## EXERCISE DETAILS
Report every line of the items below that contains the string "green". Case counts.

Source data
^^^^^^^^

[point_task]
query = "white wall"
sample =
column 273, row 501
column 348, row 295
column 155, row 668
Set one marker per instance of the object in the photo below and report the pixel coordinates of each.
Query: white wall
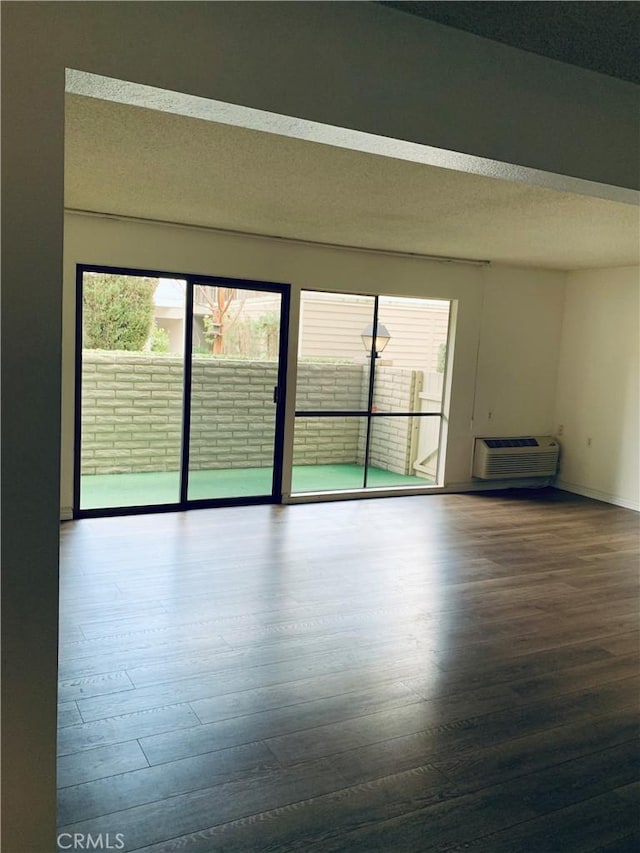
column 598, row 396
column 519, row 345
column 507, row 321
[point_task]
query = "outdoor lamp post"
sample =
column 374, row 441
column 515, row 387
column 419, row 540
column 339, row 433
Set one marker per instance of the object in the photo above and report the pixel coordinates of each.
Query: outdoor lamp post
column 382, row 339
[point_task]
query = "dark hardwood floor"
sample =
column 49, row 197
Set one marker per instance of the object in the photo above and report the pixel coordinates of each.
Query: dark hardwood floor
column 448, row 672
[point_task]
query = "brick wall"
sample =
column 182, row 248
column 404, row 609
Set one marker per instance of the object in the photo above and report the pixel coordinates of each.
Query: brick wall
column 132, row 410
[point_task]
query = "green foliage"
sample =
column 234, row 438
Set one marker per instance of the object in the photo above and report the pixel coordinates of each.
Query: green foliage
column 159, row 339
column 117, row 311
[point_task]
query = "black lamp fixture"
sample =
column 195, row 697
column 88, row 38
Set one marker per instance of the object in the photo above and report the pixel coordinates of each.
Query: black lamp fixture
column 382, row 339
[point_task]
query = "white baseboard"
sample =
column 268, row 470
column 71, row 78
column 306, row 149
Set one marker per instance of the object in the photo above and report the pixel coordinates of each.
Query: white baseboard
column 596, row 494
column 66, row 513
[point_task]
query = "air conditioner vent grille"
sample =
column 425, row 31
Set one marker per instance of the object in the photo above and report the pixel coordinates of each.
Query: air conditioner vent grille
column 508, row 458
column 511, row 442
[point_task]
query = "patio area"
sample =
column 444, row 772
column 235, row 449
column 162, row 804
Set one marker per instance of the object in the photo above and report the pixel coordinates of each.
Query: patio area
column 99, row 491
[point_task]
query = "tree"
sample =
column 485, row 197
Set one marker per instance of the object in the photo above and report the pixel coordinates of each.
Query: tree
column 219, row 301
column 117, row 311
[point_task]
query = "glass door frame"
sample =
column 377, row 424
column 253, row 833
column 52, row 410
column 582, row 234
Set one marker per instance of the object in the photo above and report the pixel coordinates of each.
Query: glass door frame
column 370, row 414
column 183, row 502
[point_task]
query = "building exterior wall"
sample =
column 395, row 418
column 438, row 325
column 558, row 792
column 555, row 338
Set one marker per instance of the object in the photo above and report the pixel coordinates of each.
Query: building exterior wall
column 132, row 414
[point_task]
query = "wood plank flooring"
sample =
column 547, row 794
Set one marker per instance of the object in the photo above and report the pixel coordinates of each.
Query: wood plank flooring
column 437, row 673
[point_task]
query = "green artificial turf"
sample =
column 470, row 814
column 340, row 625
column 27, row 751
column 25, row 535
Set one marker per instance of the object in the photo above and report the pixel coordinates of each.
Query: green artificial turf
column 100, row 491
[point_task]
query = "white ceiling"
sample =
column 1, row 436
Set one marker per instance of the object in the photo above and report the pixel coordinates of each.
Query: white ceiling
column 137, row 162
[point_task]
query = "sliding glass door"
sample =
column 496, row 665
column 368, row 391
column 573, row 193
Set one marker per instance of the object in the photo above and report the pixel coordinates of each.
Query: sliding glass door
column 179, row 391
column 233, row 402
column 369, row 392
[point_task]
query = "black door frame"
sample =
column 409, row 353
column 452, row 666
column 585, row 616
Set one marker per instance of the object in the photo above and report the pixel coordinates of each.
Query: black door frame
column 183, row 503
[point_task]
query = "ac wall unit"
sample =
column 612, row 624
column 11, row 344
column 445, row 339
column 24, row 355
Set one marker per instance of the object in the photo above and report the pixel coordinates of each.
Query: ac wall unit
column 508, row 458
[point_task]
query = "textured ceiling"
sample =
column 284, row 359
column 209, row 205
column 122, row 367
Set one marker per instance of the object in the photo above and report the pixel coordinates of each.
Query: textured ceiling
column 600, row 36
column 138, row 162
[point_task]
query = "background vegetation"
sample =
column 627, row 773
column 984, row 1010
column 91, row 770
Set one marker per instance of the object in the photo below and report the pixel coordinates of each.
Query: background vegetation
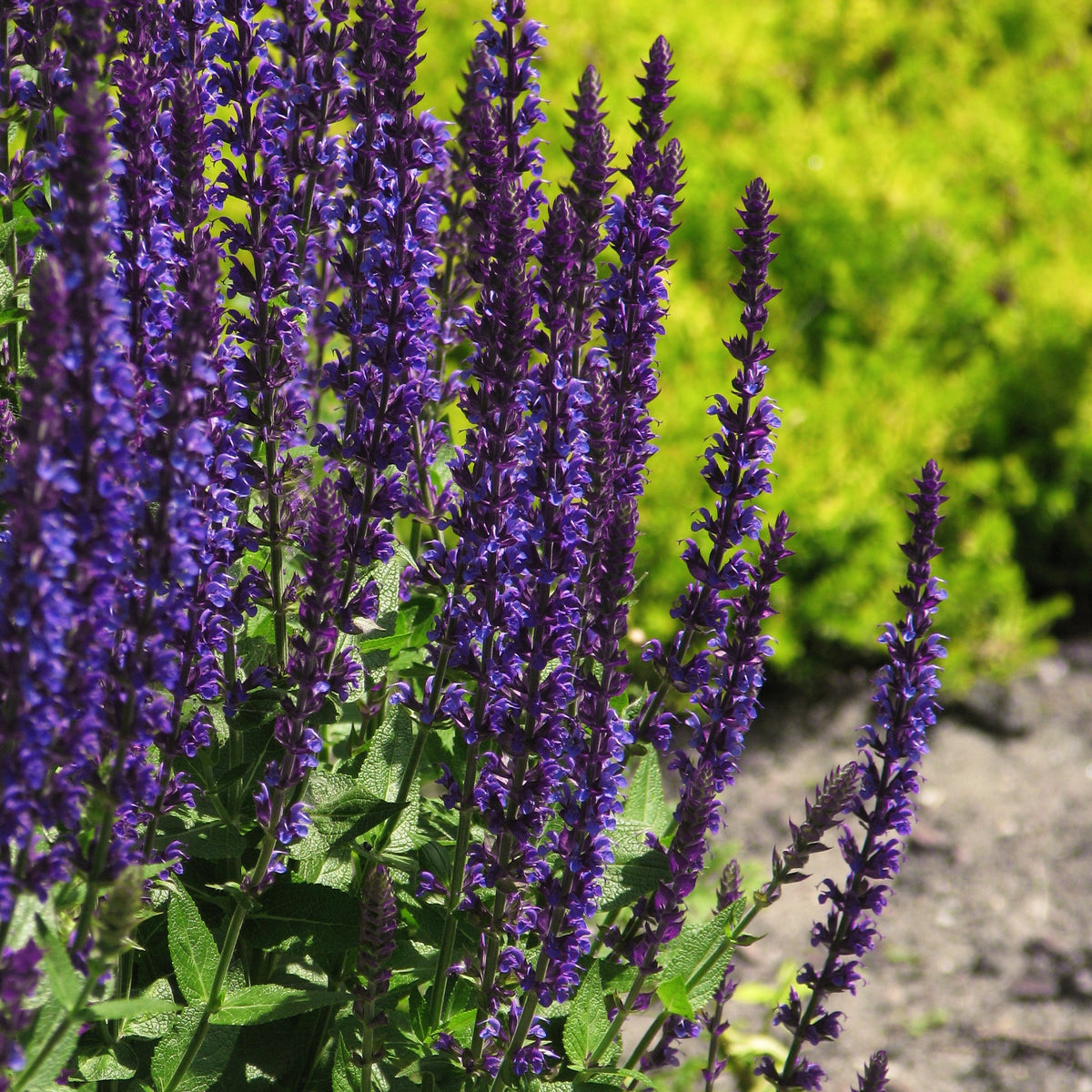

^^^^^^^^

## EXERCISE RESULT
query = "green foliage"
Query: green foliage
query = "green artificial turf"
Query: green artificial turf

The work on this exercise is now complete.